> _What needs to be done_
Transcribe each record below word for word.

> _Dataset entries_
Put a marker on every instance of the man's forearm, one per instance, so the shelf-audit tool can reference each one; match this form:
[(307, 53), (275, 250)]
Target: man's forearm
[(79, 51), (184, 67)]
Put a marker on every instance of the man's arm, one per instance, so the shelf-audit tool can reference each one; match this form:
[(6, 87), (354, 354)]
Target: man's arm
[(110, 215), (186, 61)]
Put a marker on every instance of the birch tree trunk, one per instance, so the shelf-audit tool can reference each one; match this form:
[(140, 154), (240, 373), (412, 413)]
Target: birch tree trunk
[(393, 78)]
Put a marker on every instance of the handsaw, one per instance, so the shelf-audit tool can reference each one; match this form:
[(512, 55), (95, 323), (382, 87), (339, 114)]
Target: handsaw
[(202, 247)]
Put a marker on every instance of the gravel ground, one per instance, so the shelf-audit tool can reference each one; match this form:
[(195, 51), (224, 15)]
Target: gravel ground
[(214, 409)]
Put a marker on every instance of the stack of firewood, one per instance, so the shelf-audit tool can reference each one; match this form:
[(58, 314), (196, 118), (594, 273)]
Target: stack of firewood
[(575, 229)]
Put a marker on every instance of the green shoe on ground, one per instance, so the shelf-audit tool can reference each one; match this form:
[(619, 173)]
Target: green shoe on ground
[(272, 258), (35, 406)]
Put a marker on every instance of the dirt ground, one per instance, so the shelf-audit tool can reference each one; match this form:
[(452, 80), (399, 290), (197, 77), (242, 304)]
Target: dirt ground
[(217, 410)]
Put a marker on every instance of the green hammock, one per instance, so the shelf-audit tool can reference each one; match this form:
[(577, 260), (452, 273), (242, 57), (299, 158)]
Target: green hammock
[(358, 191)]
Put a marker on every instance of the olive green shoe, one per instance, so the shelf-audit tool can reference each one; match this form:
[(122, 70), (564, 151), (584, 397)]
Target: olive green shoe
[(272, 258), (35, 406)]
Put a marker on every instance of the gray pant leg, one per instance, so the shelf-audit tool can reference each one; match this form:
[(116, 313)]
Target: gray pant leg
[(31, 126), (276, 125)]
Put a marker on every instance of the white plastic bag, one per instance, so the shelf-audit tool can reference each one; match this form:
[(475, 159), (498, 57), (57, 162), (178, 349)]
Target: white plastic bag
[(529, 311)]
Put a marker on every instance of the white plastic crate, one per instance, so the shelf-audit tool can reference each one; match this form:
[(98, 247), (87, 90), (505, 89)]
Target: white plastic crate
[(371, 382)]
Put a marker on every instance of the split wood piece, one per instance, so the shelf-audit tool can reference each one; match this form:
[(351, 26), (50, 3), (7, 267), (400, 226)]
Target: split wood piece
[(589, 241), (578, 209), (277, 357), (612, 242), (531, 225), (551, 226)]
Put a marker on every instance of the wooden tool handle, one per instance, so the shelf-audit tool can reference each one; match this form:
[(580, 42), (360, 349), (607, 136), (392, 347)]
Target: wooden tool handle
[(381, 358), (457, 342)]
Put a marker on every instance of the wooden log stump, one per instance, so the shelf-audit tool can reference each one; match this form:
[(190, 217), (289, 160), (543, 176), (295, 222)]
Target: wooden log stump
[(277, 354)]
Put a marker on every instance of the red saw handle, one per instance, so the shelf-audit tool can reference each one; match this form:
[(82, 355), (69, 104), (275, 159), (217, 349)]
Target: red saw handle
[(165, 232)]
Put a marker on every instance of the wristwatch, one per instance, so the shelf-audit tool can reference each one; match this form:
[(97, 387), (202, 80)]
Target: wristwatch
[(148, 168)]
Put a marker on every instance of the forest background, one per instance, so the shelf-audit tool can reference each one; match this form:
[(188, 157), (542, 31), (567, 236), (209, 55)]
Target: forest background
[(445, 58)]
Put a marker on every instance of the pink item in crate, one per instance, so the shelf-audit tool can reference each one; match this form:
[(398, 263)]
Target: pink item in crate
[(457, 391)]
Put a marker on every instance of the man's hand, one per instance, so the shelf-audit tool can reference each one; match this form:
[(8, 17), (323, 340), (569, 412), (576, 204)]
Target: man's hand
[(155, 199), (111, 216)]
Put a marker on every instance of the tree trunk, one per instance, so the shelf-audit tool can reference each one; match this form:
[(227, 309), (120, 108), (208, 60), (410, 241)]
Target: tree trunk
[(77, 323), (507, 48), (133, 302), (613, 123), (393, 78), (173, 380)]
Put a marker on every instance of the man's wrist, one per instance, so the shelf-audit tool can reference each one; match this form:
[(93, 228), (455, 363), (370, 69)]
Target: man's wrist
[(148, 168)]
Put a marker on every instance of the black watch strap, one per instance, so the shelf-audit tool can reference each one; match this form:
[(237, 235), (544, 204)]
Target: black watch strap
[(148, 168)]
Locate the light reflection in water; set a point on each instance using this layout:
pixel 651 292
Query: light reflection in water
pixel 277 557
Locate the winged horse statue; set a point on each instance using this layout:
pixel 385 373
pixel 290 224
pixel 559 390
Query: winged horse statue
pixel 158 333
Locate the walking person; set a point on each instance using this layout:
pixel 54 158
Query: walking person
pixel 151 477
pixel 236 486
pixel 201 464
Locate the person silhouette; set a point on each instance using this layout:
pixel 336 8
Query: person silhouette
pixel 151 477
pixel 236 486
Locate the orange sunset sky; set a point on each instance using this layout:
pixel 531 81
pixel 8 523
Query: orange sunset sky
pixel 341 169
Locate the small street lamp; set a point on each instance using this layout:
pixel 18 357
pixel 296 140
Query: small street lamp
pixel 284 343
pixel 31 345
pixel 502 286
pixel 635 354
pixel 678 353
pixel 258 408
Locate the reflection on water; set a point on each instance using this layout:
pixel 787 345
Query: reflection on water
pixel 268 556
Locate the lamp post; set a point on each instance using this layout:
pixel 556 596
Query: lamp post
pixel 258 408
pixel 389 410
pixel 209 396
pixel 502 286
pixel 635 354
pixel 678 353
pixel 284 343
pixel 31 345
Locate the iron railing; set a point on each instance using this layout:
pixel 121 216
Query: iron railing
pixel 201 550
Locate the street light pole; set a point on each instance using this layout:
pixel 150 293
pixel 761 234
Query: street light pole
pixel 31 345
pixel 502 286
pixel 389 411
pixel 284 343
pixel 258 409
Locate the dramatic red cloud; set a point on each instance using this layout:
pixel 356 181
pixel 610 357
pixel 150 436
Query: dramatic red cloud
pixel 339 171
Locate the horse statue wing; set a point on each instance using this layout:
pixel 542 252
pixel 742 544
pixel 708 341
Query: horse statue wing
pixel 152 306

> _Response to the exercise_
Put a marker on every instance of the man's forearm, one per instance, so the shelf-audit tool can reference each one; match this form:
[(307, 53), (275, 250)]
Target: man's forearm
[(79, 51), (184, 67)]
Put a marker on every instance of the man's arm, one per instance, so the shelf-audit tool can reference each one; match this form:
[(6, 87), (354, 354)]
Target: man's arm
[(110, 215), (186, 61)]
Put a marker on every instance of the birch tree trunk, one per instance, so the shelf-audit tool can reference each one; match this form:
[(140, 154), (240, 373), (412, 413)]
Target: birch tree trunk
[(393, 78)]
Put a marker on every instance of the handsaw, one per instance, so the shelf-audit tool can reference each one; match this form:
[(512, 55), (95, 323), (382, 87), (339, 114)]
Target: handsaw
[(202, 247)]
Put a marker on every instance of the gravel ground, one per instance, so the shelf-audit tool can reference each one; match this form:
[(195, 51), (224, 15)]
Target: gravel ground
[(214, 409)]
Put a marker on every instance of the stack of firewood, one per instance, so the shelf-audit tool can reference each one; match this form:
[(58, 314), (196, 118), (594, 273)]
Target: stack of firewood
[(575, 229)]
Put a marker on every instance of the green shoe on ground, one per instance, so the shelf-audit tool can reference each one; match this form:
[(619, 173)]
Target: green shoe on ground
[(272, 258), (35, 406)]
Put a marker on every instance of the dirt ground, one per instance, so the shelf-audit tool can reference each one; match this form:
[(452, 80), (399, 290), (197, 77), (242, 304)]
Target: dirt ground
[(217, 410)]
Put a marker on every instance of the green hammock, one per instance, so the shelf-audit tool can reference each one; match this form:
[(577, 260), (452, 273), (242, 57), (299, 158)]
Target: green hammock
[(358, 191)]
Put a marker on every instance of the olive green shoe, one per instance, so the shelf-audit tool can reference each one; match this form:
[(122, 70), (564, 151), (584, 397)]
Target: olive green shoe
[(272, 258), (35, 406)]
Put a marker on every instance of the gray pant leg, one per instance, so the shelf-audit tool can reference each one; match this form:
[(116, 313)]
Target: gray pant leg
[(31, 126), (276, 125)]
Put a marker on every instance of the white plastic bag, one per instance, so the shelf-audit tool can reference each one; match this form:
[(475, 159), (498, 57), (57, 162), (178, 349)]
Target: white plastic bag
[(529, 311)]
Put a marker on every instance of the white plastic crate, one per instance, so the shelf-audit tool can reference each one; match this form:
[(98, 247), (87, 90), (505, 89)]
Target: white plastic crate
[(371, 382)]
Put a marker on every instance of the split wood piece, one per instance, so the shelf-audit tool can reference each one; match this form:
[(351, 26), (50, 3), (7, 267), (400, 226)]
Target: split wood piece
[(589, 241), (578, 209), (277, 357), (612, 242), (531, 225), (551, 226)]
Put a marker on every instance of the wooden tool handle, one per instance, so the shelf-audit tool can reference each one; match this form:
[(580, 42), (360, 349), (607, 136), (392, 347)]
Target: wooden tool handle
[(381, 358), (457, 342)]
Put a marker on every instance of the wooden log stump, one per instance, so the shelf-audit tool can reference each one; match this form:
[(190, 217), (289, 160), (543, 176), (295, 222)]
Target: wooden log stump
[(277, 354)]
Put a marker on every instance of the red saw handle, one per instance, so the shelf-audit tool can reference each one; match this form:
[(82, 355), (69, 104), (275, 159), (217, 349)]
Target: red saw handle
[(165, 232)]
Put a marker on every instance of the wristwatch, one per instance, so the shelf-audit tool can reference each one; match this form:
[(97, 387), (202, 80)]
Target: wristwatch
[(148, 168)]
Put a marker on every instance of the forest background, one per instance, so the shelf-audit tool can reference each one; match this form:
[(188, 157), (542, 31), (567, 236), (209, 55)]
Target: forest background
[(445, 58)]
Put a marker on every instance of the pink item in crate, one per instance, so the shelf-audit tool can reference each one; match this form:
[(398, 263)]
Target: pink item in crate
[(457, 391)]
Put a marker on every instance of the man's hand, one per instance, so the shelf-audit tool can reference each one; match this form:
[(8, 17), (323, 340), (569, 412), (576, 204)]
Target: man's hand
[(155, 199), (111, 216)]
Put a marker on every instance of the tree trunk, one per instance, so the shelf-audit tool can reference each one; match this form:
[(227, 309), (120, 108), (208, 60), (410, 241)]
Target: tree trunk
[(77, 323), (507, 48), (133, 302), (613, 123), (393, 78), (173, 380)]
Put a marker on every instance of the man's wrist, one per instance, so the shelf-audit tool can reference each one; match this form:
[(93, 228), (455, 363), (370, 69)]
Target: man's wrist
[(148, 168)]
Put a marker on every instance of the black watch strap, one per instance, so the shelf-audit tool can reference each one; match this form:
[(237, 235), (544, 204)]
Target: black watch strap
[(148, 168)]
Locate the light reflection in water; set a point on each instance using this layout:
pixel 651 292
Query: light reflection in water
pixel 277 557
Locate the winged horse statue; set a point on each instance using this layout:
pixel 385 373
pixel 290 224
pixel 559 390
Query: winged horse statue
pixel 158 333
Locate the walking person; set a point on each instance using this layout:
pixel 54 158
Query: walking person
pixel 151 477
pixel 236 486
pixel 201 464
Locate the person silhouette; set a point on each instance using this layout:
pixel 336 8
Query: person silhouette
pixel 151 477
pixel 236 486
Locate the orange sunset sky; set a point on each instance using this layout:
pixel 531 81
pixel 8 523
Query: orange sunset sky
pixel 341 169
Locate the small street lamp; set a point on each instance using this layout:
pixel 18 357
pixel 296 140
Query: small street lamp
pixel 284 343
pixel 31 345
pixel 502 286
pixel 635 354
pixel 678 353
pixel 258 408
Locate the reflection on water; set a point on each instance using this layout:
pixel 787 345
Query: reflection on water
pixel 268 556
Locate the lamp post; set a point on each instance using this layout:
pixel 556 596
Query: lamp post
pixel 258 408
pixel 389 410
pixel 209 396
pixel 502 286
pixel 635 354
pixel 678 353
pixel 284 343
pixel 31 345
Locate the iron railing; set a point on each instance using this layout:
pixel 121 216
Query: iron railing
pixel 201 550
Locate the street light pole; set a point on each instance using this layout:
pixel 150 293
pixel 761 234
Query: street light pole
pixel 31 345
pixel 502 286
pixel 389 411
pixel 284 343
pixel 258 409
Locate the dramatic red cloud; set a point on each instance using this layout:
pixel 356 181
pixel 610 357
pixel 150 436
Query: dramatic red cloud
pixel 339 171
Locate the horse statue wing; set a point on each instance using this layout:
pixel 542 252
pixel 742 544
pixel 708 341
Query: horse statue wing
pixel 152 306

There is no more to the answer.